> [TASK REQUIREMENTS]
Copy exactly, line for line, the part of the listing from the line containing "the dog's head" through its last line, and nothing else.

> [EXERCISE INPUT]
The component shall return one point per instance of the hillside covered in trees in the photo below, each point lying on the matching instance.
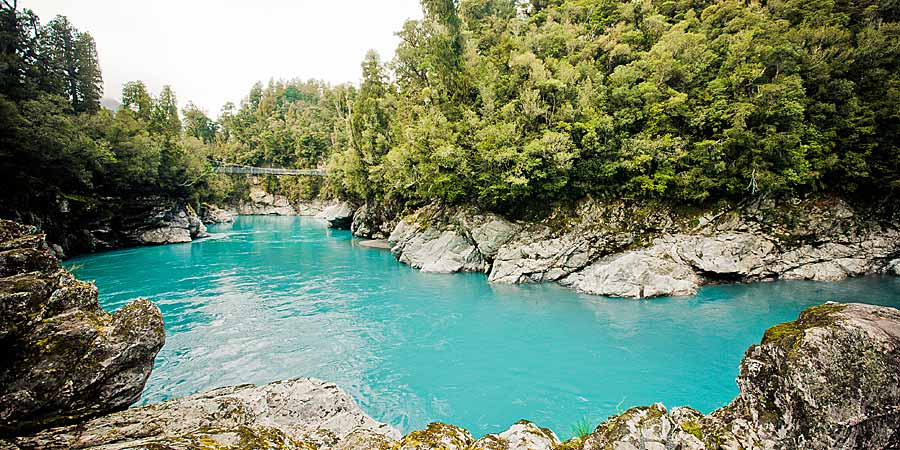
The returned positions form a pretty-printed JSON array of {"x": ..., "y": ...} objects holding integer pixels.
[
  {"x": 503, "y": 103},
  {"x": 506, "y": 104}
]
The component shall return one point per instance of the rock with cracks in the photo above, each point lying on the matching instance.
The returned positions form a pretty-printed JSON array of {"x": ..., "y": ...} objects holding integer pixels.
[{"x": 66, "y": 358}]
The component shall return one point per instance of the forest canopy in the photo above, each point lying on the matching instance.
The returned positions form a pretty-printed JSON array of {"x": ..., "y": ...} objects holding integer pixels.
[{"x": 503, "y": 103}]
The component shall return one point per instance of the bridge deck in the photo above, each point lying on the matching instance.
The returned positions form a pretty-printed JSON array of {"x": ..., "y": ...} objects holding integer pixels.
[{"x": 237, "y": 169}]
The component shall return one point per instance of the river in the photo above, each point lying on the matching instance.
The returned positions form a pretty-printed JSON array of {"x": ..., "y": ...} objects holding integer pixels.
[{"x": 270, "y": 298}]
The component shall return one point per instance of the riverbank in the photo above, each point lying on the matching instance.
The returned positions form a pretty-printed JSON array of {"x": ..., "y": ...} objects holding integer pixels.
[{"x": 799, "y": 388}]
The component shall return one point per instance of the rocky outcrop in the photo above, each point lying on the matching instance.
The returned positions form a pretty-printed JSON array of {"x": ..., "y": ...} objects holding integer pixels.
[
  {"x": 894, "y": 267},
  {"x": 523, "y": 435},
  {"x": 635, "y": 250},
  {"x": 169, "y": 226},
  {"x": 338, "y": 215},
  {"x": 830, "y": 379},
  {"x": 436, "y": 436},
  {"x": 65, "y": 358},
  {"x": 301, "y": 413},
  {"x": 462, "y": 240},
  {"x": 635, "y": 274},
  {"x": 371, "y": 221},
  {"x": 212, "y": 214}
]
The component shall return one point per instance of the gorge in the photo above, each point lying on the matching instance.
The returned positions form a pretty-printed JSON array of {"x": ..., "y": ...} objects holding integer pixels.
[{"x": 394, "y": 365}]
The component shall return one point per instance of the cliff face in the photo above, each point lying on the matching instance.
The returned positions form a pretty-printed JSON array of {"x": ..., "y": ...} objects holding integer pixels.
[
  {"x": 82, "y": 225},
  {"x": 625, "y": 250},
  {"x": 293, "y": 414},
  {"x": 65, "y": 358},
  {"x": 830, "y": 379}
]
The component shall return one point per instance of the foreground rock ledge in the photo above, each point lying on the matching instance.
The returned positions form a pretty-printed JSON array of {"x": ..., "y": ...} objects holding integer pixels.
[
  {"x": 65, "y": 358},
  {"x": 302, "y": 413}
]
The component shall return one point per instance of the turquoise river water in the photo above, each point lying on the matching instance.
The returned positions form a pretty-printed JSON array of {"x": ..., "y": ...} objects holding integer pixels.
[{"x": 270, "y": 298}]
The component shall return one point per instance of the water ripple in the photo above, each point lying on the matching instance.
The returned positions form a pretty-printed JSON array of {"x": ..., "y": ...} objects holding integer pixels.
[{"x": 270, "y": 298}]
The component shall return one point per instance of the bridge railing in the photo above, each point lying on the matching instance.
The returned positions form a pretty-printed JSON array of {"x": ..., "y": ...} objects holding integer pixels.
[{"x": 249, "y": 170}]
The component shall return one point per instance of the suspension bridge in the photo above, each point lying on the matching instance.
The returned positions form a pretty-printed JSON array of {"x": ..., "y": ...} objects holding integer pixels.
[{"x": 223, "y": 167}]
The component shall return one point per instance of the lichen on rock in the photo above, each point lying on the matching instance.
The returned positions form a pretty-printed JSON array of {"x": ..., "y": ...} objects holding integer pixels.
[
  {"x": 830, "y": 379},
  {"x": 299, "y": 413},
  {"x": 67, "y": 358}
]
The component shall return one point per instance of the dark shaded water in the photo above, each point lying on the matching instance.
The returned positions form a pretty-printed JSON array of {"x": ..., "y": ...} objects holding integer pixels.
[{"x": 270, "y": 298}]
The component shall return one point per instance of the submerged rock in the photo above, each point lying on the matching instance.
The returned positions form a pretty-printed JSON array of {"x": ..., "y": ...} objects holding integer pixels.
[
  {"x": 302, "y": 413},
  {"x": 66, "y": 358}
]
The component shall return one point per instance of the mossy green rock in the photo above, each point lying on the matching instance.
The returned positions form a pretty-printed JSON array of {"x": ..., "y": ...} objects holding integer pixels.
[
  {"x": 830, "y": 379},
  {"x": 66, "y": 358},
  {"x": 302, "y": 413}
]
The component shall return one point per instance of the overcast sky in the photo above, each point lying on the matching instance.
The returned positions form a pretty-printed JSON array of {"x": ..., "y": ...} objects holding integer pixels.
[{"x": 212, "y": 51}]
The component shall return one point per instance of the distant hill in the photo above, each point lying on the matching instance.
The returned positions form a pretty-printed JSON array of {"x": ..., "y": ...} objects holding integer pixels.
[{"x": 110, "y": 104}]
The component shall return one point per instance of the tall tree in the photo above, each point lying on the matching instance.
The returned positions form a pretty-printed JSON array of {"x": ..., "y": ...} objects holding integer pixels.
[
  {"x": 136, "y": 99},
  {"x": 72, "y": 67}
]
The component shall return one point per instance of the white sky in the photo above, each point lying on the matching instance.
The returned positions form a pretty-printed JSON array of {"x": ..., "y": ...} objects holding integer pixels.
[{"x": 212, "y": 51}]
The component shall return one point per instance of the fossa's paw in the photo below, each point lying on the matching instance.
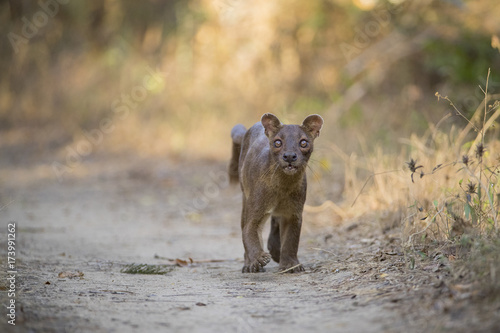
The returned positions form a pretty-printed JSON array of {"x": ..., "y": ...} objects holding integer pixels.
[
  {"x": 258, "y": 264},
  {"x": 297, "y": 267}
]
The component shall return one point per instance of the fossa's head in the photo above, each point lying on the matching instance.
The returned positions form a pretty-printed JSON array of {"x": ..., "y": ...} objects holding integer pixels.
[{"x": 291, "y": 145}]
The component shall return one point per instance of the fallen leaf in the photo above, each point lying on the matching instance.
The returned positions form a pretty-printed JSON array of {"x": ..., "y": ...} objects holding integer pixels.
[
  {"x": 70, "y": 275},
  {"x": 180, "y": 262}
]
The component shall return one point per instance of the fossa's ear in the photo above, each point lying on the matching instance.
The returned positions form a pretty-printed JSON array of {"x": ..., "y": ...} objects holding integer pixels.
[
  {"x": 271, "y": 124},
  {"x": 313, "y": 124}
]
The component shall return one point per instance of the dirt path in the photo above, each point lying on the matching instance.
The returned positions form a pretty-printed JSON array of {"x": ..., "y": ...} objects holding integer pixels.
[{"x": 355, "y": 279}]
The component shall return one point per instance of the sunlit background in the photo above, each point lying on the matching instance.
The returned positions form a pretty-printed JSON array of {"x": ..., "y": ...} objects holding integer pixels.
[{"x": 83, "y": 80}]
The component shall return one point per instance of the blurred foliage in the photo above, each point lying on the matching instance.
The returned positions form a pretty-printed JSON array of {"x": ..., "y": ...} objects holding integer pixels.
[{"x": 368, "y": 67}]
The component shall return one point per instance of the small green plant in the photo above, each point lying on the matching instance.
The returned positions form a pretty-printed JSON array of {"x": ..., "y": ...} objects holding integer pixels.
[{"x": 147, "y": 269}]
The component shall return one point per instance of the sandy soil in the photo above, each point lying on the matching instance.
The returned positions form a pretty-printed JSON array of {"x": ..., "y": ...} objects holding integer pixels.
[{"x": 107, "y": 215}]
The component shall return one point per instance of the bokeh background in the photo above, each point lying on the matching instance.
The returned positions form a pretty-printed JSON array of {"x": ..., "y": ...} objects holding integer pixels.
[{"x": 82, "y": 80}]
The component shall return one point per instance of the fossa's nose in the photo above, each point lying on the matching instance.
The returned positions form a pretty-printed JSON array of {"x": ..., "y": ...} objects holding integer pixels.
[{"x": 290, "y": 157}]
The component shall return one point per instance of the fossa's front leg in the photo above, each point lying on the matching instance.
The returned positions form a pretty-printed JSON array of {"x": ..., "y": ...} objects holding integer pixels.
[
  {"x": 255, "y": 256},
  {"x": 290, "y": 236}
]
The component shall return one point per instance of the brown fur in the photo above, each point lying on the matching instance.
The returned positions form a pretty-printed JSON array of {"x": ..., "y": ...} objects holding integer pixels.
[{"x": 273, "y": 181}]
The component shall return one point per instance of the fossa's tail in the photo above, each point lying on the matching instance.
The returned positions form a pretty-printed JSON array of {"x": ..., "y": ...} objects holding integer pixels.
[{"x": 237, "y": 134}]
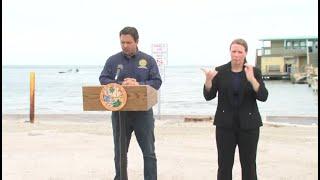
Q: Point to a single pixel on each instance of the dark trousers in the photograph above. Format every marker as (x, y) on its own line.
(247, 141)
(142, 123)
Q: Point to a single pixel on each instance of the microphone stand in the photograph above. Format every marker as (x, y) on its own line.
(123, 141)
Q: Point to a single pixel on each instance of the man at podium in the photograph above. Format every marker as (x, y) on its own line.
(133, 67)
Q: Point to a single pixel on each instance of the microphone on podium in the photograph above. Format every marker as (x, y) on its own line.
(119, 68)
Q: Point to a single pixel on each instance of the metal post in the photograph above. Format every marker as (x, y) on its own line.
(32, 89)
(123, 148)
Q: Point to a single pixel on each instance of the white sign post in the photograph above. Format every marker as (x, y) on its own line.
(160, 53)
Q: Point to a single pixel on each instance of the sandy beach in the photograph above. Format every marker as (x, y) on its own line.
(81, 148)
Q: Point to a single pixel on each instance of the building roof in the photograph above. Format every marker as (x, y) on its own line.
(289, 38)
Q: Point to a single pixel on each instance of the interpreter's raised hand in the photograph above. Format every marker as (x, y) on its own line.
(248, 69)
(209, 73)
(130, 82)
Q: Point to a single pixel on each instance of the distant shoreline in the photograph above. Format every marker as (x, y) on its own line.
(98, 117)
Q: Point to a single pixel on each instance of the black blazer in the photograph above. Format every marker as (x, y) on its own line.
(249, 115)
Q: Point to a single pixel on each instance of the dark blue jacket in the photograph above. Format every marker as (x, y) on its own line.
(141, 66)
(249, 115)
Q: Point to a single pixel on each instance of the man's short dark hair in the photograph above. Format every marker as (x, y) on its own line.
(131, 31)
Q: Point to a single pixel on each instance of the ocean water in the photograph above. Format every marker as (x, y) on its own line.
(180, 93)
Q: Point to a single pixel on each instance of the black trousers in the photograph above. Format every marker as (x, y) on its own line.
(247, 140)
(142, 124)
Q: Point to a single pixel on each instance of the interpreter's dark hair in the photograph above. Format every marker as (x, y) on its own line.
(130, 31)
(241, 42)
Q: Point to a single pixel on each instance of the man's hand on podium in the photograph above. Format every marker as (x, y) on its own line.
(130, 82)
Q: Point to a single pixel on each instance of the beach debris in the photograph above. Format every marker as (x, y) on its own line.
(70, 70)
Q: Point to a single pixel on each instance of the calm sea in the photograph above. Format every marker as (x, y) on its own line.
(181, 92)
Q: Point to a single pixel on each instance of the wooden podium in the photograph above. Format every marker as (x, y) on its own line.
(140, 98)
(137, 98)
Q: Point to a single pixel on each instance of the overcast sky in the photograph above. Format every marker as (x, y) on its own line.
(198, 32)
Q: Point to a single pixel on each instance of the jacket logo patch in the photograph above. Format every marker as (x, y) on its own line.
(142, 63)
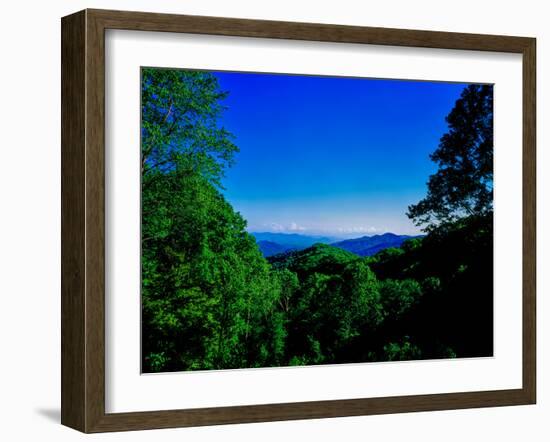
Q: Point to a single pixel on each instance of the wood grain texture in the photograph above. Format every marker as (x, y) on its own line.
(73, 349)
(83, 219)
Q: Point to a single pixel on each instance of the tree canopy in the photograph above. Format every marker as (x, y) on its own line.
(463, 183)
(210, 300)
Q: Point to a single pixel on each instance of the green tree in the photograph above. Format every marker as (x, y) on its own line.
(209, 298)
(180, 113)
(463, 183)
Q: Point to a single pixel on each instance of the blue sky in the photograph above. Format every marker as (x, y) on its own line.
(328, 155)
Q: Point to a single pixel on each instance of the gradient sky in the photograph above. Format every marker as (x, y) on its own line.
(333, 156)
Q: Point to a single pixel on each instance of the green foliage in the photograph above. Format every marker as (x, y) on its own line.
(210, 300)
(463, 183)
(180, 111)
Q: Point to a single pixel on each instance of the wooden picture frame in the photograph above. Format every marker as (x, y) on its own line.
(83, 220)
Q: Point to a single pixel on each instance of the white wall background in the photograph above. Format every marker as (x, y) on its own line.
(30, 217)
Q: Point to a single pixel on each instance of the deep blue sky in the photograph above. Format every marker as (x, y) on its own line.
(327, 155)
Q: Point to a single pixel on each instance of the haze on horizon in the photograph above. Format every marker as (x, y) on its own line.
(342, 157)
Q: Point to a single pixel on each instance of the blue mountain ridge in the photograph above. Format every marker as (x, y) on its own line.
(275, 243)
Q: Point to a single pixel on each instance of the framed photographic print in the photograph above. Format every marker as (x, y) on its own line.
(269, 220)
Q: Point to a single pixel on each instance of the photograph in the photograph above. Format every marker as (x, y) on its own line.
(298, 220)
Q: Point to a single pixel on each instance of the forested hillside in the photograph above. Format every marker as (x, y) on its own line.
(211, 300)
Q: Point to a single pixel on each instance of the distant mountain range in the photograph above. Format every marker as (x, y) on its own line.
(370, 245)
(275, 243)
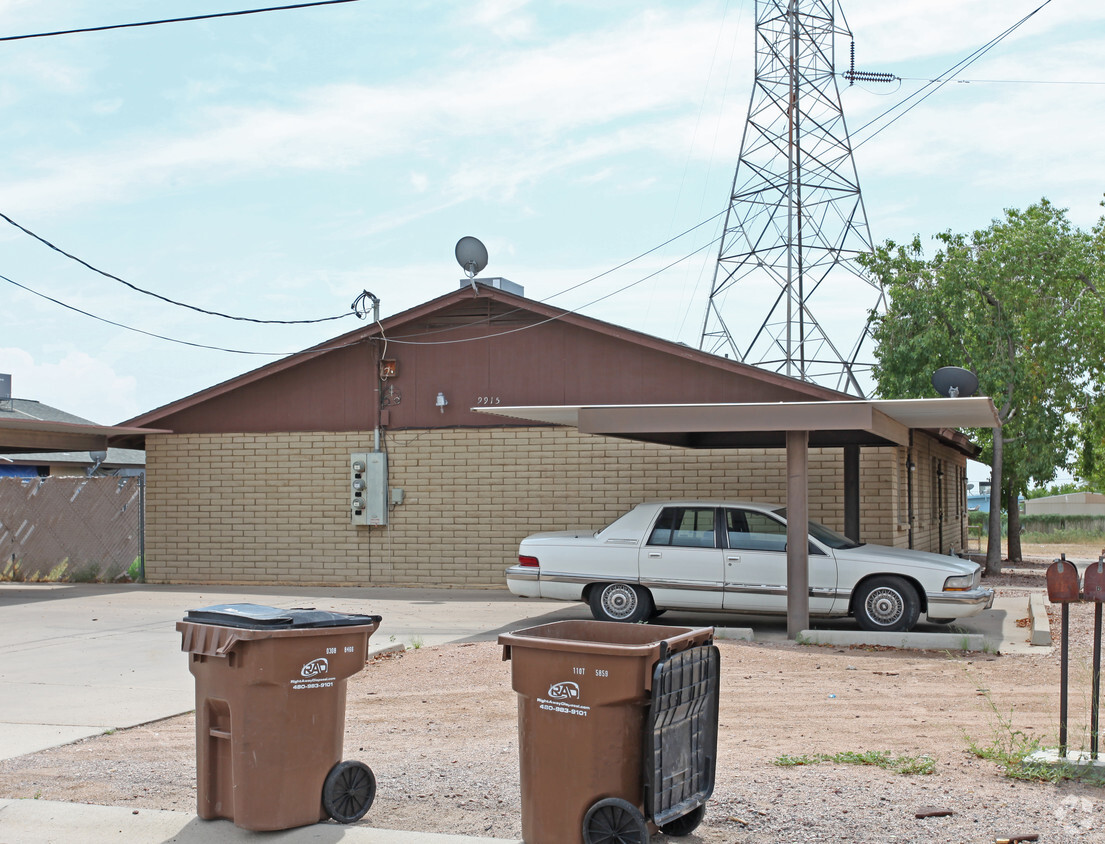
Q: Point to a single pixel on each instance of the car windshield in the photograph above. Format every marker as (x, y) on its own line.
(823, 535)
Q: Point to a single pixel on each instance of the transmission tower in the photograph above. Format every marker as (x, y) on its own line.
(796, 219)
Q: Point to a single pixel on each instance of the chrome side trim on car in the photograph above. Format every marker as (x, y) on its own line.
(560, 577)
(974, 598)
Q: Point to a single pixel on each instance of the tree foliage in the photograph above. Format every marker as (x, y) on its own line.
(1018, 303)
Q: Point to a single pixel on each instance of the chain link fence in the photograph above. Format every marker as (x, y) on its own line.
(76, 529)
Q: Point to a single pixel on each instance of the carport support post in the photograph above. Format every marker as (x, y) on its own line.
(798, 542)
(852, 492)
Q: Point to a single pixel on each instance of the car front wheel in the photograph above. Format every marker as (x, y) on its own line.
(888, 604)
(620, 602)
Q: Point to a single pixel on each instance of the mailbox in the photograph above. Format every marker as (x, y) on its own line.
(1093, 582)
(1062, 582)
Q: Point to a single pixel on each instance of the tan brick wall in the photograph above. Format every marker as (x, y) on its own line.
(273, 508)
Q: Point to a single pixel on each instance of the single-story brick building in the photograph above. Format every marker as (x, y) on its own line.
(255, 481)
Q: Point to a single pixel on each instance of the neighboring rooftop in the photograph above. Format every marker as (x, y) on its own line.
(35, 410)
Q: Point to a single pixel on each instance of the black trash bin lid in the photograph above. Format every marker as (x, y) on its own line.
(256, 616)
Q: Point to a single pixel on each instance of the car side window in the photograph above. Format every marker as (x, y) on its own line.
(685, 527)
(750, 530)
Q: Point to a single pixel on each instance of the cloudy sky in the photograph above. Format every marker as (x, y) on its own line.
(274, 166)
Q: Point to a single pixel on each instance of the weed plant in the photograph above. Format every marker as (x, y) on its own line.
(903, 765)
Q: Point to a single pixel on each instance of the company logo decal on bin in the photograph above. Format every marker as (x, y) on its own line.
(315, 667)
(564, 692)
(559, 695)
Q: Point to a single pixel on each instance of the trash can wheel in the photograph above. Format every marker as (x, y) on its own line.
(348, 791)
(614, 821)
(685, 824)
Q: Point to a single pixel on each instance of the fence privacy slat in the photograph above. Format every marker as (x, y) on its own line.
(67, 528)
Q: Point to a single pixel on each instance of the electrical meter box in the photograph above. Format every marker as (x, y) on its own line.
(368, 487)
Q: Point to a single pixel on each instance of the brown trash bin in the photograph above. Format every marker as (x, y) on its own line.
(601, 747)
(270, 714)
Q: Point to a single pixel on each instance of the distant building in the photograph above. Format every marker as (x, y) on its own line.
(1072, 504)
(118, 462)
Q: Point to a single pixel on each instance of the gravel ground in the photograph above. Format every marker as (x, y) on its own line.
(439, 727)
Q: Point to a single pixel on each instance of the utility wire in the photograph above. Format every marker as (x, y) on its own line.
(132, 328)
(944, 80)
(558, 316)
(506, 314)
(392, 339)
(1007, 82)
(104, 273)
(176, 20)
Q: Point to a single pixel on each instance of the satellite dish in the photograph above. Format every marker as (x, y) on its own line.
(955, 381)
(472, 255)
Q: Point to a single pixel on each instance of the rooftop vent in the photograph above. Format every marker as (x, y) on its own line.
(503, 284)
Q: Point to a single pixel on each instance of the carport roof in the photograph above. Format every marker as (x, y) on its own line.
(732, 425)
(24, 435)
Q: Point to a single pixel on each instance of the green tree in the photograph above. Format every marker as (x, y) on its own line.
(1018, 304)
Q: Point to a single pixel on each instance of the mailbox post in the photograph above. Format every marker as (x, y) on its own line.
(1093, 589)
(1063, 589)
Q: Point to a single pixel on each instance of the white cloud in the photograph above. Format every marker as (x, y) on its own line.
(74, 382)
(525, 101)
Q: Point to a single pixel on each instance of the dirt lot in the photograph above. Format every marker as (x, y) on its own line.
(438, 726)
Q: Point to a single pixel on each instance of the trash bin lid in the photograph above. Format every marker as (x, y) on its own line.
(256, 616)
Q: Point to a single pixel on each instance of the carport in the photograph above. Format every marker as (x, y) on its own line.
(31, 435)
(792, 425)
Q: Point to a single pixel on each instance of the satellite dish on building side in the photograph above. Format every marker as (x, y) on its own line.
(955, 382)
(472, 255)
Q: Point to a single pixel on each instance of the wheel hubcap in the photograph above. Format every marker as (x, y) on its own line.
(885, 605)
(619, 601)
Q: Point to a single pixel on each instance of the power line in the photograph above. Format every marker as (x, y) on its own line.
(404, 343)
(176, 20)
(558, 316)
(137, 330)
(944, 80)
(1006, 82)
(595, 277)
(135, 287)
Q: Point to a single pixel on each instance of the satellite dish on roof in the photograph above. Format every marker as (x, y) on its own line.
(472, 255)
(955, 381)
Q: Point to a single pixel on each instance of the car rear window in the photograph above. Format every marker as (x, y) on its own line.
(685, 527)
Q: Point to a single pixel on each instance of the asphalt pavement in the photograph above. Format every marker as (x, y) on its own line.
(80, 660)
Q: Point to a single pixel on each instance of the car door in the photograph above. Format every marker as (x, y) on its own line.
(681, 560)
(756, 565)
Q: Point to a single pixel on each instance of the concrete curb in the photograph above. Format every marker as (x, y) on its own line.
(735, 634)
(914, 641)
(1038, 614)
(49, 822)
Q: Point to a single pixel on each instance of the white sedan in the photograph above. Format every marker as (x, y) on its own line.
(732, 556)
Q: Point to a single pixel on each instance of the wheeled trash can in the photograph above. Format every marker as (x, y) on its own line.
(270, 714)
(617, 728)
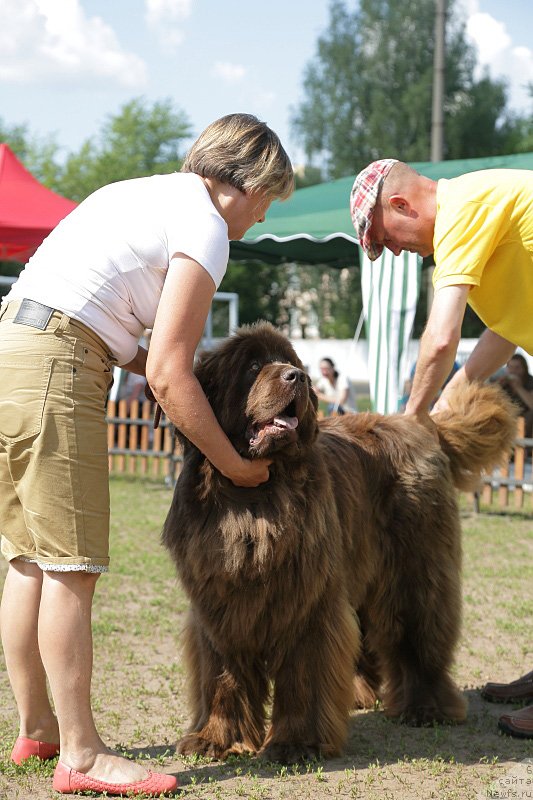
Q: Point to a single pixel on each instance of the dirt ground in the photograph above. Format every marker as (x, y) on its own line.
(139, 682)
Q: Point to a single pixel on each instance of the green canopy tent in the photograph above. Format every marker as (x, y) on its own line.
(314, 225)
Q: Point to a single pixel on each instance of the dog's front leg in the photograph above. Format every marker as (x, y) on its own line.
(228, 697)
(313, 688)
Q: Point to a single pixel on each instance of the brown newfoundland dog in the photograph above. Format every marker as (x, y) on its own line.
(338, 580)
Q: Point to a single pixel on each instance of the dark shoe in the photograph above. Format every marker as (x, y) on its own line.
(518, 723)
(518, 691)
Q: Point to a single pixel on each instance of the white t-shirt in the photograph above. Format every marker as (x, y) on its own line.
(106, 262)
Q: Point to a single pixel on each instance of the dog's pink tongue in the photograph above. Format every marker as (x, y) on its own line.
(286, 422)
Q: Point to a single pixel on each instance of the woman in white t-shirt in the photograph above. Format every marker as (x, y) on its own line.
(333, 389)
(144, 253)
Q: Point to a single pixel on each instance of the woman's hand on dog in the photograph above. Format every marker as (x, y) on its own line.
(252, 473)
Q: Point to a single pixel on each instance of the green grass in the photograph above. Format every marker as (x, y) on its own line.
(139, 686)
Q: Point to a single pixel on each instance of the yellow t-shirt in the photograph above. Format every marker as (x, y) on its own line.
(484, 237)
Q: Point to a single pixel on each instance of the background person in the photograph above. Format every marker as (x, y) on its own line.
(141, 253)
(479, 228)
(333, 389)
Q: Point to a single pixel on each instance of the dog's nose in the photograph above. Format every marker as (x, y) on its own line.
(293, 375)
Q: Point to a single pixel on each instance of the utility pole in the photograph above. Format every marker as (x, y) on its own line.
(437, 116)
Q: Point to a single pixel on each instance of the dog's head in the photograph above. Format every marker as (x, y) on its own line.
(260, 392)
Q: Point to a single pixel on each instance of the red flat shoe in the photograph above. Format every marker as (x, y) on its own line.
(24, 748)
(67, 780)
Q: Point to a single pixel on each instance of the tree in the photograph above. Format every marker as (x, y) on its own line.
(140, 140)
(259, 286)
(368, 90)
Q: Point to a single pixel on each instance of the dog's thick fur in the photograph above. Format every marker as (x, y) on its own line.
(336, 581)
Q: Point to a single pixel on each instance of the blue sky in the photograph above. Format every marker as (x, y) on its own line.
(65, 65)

> [RESPONSE]
Q: Point to a single pixel on each instance of the dog's head in the photograph above. Format every marker as (x, y) on its own line.
(260, 392)
Q: Point to a single pixel on each instance of the red flat shoe in the photograph above. Format every marker as (x, y) on its own line.
(24, 748)
(67, 780)
Q: Point to a single pixel on each instance of the tree in the photograph above. Format every marker as (x, y) on its own line.
(140, 140)
(259, 286)
(368, 90)
Q: Point to a single pixel on each instance of the dog's thick fur in the photograph above. Format every marker as (x, y) on its own line.
(336, 581)
Q: Point to a single pixel on each instance of the blue sky in the photograph above. Format every marker as (x, y) on its own line.
(65, 65)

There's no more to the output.